----- Data for processing

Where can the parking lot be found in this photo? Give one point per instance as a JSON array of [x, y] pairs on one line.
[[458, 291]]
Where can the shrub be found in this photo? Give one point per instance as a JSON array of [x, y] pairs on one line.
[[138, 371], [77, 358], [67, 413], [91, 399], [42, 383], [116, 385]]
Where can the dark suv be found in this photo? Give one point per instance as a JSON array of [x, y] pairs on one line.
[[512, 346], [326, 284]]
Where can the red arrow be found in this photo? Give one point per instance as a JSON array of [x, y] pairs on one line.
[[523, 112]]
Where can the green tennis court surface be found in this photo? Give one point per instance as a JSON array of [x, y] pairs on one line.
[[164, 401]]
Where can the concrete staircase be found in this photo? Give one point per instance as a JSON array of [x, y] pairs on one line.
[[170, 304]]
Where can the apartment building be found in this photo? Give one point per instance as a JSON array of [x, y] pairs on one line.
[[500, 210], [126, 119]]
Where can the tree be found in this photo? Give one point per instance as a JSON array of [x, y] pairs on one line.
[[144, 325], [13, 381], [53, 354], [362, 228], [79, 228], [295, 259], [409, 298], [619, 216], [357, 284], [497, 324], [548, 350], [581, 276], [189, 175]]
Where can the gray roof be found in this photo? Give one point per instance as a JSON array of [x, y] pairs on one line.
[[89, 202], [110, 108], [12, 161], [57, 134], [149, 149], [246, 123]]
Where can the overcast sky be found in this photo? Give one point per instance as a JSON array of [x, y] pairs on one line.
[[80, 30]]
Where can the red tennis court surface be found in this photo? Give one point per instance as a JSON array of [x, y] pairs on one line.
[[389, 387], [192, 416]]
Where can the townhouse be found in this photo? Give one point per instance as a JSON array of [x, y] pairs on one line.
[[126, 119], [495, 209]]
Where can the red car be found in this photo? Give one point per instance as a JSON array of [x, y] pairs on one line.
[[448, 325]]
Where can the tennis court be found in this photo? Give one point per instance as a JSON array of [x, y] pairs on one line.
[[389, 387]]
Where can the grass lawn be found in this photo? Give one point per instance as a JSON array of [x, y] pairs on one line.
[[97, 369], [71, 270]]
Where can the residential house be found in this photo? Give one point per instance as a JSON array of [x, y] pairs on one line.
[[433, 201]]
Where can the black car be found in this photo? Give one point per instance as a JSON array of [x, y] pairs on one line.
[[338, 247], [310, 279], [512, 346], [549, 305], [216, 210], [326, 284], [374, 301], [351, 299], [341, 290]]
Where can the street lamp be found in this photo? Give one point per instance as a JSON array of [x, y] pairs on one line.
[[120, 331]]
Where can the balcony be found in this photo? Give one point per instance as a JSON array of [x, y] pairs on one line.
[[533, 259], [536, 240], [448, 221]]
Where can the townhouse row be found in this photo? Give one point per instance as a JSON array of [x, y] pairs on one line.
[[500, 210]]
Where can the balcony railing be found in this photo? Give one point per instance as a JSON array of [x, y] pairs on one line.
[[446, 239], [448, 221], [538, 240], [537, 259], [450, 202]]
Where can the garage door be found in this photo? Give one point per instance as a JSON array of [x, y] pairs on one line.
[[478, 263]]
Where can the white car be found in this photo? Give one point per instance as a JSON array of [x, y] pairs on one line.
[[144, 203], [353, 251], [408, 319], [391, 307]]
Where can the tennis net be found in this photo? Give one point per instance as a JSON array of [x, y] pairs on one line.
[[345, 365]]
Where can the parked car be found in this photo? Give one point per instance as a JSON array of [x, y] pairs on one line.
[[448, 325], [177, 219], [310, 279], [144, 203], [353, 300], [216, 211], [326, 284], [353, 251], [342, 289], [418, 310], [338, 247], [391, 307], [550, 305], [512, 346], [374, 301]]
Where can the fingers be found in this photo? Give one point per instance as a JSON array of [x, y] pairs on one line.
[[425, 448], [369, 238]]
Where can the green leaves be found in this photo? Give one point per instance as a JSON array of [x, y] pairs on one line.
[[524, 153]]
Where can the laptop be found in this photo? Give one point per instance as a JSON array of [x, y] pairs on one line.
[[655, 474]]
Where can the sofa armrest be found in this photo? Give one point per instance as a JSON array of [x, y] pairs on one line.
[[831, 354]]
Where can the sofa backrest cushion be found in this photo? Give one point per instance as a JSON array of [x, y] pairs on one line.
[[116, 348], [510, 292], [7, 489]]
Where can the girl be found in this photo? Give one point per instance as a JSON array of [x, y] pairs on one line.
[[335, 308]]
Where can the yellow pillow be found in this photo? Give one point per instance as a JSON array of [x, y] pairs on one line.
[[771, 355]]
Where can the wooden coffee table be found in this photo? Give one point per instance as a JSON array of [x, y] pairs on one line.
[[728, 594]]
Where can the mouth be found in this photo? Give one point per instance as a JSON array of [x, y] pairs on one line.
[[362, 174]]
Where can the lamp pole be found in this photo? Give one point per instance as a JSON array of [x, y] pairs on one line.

----------

## [Work instructions]
Rewrite the listing lines from the one containing "Where can the red arrow" through the one containing "[[164, 401]]", requests included and unchanged, shifting every x and y coordinate in the answers up by 94.

## [Full output]
Where can the red arrow be found in this photo? Give one point per instance as a JSON array of [x, y] pairs on one line.
[[617, 206]]
Where can the green tennis court surface be found in this photo? Give one point per instance as a JSON array of [x, y] pairs on one line.
[[258, 495]]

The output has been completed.